Abstract

Certain events which have a near horizon can attain the classic significance of events with a distant horizon that have over time become regarded as historic or as being foundational in the inauguration of change. This is certainly the case with 11 September 2001: what happened on that momentous day travelled rapidly around the world as a set of iconic images in the making; they created globally distributed memories; they punctured the illusion of US invulnerability; they redefined geopolitics, particularly around the West’s relationship with Islam; and they generated a critical watershed of ‘before’ and ‘after’, a radical turn of temporal rupture. As Alan Rusbridger, editor of The Guardian, puts it, ‘We can recite other time-breaks when the before was inexorably severed from the after … But never before had the whole world tuned in to see such a tragedy in real time’ (Guardian, 29/12/2001, p. 24). More than that, of course, for subsequently the day had multiple ramifications outside of the United States and the West, as, for example, in the deaths of innocent people in Afghanistan and Iraq. Islamophobia became the most virulent current form of Orientalism, and the sense of some ineradicable form of enmity became prevalent, the Arab Spring notwithstanding. Victor Seidler has been writing this book since 9/11, not least because, like everyone else, the process of coming to terms with it and trying to comprehend its significance has been difficult and slow. He delivers a detailed account of 9/11 and its aftermath, developing a narrative approach that samples many different voices which become interwoven as well as being played off against other. It is then in relation to this medley of voices that Seidler remarks, But while we can appreciate that memories can be fluid and unbound as they move across different digital media, we also need to question a cultural relativism that can make it hard to appreciate that some memories are more truthful that others and that some voices were more concerned with truth-telling and were ready to talk truth to power, while others were ready to submit to the political agendas of neo-conservatism that had long planned an attack on Iraq. (p. 14)

▶ Problem to work on: Please state the position that the abstract above gives for Alan Rusbridger.

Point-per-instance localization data
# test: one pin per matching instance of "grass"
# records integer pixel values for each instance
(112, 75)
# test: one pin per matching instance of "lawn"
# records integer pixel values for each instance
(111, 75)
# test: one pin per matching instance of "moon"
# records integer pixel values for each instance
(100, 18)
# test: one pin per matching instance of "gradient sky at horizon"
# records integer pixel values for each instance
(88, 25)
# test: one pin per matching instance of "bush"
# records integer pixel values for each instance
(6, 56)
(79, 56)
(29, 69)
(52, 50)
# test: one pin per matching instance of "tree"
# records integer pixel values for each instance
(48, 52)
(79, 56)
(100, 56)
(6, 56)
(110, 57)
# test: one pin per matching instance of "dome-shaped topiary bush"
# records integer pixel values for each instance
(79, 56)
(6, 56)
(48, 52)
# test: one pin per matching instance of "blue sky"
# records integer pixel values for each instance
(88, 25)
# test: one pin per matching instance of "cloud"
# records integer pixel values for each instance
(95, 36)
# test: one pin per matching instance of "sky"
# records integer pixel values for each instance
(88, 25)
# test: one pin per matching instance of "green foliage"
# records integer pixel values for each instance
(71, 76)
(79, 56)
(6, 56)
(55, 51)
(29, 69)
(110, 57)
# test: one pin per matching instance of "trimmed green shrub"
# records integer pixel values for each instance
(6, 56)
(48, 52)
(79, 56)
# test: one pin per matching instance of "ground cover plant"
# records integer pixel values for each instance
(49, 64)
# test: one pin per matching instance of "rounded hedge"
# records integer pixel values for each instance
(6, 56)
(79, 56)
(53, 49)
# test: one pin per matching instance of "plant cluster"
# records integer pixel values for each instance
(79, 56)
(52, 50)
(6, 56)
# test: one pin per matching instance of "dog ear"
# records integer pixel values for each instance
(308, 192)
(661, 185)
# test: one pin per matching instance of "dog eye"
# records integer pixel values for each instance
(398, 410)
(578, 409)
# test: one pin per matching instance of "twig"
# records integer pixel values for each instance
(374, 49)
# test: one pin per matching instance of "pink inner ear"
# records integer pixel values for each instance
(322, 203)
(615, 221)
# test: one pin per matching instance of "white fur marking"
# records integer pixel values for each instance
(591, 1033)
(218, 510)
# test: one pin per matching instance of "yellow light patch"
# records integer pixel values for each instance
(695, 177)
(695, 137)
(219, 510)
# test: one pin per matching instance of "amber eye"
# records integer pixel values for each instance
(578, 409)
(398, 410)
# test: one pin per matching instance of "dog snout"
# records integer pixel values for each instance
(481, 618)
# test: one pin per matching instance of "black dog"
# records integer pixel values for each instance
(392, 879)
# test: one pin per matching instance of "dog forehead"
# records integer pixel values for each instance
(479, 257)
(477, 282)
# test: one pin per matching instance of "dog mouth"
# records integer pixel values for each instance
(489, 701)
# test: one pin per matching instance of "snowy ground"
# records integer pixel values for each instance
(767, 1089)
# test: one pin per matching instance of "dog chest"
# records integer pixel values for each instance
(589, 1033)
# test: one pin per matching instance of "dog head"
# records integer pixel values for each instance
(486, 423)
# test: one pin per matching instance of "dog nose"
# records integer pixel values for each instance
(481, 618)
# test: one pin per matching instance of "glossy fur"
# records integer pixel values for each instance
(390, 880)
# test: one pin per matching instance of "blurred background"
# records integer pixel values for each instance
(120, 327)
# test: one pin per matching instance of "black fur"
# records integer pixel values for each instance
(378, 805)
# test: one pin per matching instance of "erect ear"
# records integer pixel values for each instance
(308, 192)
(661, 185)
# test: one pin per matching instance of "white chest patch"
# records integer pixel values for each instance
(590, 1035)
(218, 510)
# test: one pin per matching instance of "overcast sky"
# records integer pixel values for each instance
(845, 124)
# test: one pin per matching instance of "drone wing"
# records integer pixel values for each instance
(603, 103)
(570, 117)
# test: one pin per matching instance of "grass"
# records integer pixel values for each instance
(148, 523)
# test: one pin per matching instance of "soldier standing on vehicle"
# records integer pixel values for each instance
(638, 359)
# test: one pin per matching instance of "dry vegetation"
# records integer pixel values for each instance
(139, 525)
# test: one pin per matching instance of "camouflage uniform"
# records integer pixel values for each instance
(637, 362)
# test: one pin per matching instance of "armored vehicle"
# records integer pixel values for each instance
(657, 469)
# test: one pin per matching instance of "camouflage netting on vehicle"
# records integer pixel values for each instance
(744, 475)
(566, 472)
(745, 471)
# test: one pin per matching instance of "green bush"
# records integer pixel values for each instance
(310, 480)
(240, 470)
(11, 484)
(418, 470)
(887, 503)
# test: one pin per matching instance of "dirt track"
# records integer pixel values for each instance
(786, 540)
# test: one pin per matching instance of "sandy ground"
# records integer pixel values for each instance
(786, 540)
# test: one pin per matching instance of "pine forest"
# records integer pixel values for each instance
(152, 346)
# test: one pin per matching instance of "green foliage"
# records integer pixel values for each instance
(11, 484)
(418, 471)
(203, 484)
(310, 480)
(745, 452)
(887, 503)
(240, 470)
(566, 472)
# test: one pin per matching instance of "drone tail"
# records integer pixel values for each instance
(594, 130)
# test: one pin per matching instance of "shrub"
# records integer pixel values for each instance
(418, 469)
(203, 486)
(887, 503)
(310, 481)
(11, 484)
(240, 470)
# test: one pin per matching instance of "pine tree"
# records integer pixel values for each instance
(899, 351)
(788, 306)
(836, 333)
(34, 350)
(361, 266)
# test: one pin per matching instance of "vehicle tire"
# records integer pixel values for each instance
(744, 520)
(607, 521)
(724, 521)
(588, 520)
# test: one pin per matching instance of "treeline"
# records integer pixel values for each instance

▶ Result: Editor of The Guardian.